Provided text -
§ §
Ch 11: Impulse and Momentum

Knight Calc - Physics for Scientists and Engineers 5th Edition

Knight Calc5th EditionPhysics for Scientists and EngineersISBN: 9780137344796Not the one you use?Change textbook

Knight Calc 5th Edition

Ch 11: Impulse and Momentum

Problem 73

Chapter 11, Problem 73

A 2100 kg truck is traveling east through an intersection at 2.0 m/s when it is hit simultaneously from the side and the rear. (Some people have all the luck!) One car is a 1200 kg compact traveling north at 5.0 m/s. The other is a 1500 kg midsize traveling east at 10 m/s. The three vehicles become entangled and slide as one body. What are their speed and direction just after the collision?

Verified step by step guidance

Step 1: Recognize that this is a perfectly inelastic collision problem where the three vehicles stick together after the collision. The principle of conservation of momentum applies separately in the x-direction (east-west) and the y-direction (north-south).

Step 2: Write the momentum conservation equation for the x-direction. The total momentum in the x-direction before the collision is the sum of the momenta of the truck and the midsize car (since the compact car has no velocity in the x-direction). Use the formula for momentum: $ p = m \cdot v $, where $ m $ is mass and $ v $ is velocity.
§ §
Supplied data -
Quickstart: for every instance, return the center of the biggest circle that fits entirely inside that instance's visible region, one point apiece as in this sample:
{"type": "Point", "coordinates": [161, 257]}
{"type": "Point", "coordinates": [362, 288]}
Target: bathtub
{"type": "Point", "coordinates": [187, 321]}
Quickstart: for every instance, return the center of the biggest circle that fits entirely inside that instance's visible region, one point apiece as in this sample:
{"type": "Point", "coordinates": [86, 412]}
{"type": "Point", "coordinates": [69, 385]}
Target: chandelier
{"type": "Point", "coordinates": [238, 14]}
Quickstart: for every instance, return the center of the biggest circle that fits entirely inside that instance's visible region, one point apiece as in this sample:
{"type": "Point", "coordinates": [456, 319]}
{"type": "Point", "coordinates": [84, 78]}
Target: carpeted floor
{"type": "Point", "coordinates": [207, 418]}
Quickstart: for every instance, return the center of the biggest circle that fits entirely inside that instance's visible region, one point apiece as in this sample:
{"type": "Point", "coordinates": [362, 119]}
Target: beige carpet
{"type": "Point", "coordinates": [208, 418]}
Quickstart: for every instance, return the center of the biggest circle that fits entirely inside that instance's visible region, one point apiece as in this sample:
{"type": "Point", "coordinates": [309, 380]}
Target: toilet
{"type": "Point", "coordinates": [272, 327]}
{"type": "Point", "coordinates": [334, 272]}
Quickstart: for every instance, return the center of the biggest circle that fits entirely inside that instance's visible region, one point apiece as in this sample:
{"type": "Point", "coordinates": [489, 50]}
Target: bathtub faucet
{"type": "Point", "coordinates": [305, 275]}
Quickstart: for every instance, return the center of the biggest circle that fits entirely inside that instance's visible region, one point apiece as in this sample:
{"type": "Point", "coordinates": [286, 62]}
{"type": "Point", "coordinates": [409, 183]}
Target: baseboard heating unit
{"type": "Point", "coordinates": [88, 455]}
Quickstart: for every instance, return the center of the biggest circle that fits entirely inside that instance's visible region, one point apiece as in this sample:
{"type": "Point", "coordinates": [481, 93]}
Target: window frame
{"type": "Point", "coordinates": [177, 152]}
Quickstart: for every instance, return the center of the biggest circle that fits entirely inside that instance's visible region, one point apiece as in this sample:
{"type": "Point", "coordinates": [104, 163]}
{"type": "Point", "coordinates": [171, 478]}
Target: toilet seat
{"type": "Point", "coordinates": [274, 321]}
§ §
Jobs -
1. In the momentum problem page, what are the mass, speed, and direction of the compact car?
2. Decide whether each statement agrees with the momentum problem page, answering yes or no and quoting the words that settle it:
(a) The midsize car is traveling north at 10 m/s.
(b) Conservation of momentum applies separately in the east-west and north-south directions.
(c) The compact car contributes to the total momentum in the x-direction before the collision.

The responses -
1. The compact car is 1200 kg and travels north at 5.0 m/s.

2.
(a) No: "The other is a 1500 kg midsize traveling east at 10 m/s."
(b) Yes: "The principle of conservation of momentum applies separately in the x-direction (east-west) and the y-direction (north-south)."
(c) No: "since the compact car has no velocity in the x-direction"